▸ **Aim**
Extract each line in the rows below that contains the string "window", matching case exactly, and copy those lines in full.

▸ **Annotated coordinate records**
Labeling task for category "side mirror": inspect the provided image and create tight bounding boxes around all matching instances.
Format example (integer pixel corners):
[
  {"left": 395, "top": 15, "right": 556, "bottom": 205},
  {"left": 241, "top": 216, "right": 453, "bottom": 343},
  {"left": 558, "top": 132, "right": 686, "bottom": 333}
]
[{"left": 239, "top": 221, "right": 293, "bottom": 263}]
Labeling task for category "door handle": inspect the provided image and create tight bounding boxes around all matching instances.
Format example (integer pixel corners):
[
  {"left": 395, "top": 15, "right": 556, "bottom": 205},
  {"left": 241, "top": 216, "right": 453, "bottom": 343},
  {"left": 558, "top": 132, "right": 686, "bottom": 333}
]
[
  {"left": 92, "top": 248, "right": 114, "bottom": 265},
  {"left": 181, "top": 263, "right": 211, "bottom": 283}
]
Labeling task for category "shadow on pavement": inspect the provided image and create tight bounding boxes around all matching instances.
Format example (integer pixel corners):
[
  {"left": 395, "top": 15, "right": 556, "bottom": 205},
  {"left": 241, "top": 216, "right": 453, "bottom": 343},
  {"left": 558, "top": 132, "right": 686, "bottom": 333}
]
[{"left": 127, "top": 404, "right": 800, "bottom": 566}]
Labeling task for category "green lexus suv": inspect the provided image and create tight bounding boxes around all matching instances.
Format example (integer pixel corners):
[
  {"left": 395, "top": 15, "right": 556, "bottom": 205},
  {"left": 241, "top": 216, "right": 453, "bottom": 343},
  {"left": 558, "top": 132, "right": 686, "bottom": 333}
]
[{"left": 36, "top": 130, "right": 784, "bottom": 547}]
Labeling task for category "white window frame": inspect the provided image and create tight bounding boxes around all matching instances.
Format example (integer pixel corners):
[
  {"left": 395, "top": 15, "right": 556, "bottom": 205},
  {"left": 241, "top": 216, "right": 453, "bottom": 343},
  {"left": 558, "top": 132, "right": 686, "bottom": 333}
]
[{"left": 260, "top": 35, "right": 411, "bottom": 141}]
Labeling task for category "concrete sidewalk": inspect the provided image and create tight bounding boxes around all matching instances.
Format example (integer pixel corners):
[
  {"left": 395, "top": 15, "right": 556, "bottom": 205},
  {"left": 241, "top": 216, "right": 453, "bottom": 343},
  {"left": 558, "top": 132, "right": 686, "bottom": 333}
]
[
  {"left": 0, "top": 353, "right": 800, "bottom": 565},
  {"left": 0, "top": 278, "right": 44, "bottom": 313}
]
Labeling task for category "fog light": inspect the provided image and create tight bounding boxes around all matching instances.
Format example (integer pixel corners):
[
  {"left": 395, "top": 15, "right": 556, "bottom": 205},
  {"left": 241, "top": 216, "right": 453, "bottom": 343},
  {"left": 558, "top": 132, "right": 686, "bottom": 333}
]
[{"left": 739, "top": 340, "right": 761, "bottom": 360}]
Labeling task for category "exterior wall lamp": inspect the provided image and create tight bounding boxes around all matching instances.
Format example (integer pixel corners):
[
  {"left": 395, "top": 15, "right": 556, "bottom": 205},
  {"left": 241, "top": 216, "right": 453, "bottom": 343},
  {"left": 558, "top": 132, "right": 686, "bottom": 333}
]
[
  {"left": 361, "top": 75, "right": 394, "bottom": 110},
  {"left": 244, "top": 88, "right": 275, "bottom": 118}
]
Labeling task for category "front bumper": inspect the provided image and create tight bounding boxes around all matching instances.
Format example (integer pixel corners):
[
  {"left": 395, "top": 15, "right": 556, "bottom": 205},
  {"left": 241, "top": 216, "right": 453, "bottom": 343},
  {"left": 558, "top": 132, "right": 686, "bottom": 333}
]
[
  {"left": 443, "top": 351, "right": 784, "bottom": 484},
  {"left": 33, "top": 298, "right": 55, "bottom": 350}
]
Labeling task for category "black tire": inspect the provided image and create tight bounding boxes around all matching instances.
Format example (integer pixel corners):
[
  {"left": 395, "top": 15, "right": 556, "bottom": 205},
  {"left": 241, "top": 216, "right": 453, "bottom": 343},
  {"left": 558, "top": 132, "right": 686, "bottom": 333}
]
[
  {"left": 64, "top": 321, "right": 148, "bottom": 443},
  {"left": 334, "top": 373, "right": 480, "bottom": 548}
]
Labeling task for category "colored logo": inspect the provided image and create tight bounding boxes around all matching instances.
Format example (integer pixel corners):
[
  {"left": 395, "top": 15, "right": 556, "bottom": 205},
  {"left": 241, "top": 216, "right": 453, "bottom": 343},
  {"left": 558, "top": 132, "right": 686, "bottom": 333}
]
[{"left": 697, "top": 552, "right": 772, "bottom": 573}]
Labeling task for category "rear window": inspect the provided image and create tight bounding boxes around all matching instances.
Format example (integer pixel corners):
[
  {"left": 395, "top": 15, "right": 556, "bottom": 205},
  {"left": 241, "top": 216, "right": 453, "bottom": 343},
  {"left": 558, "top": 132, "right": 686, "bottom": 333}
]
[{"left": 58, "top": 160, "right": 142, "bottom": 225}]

▸ **Finished answer**
Labeling task for category "white window frame": inspect the provided image and create tight bounding boxes around all matching instances.
Labeling task for category "rear window": inspect the provided image and create tight bounding boxes around all matching instances.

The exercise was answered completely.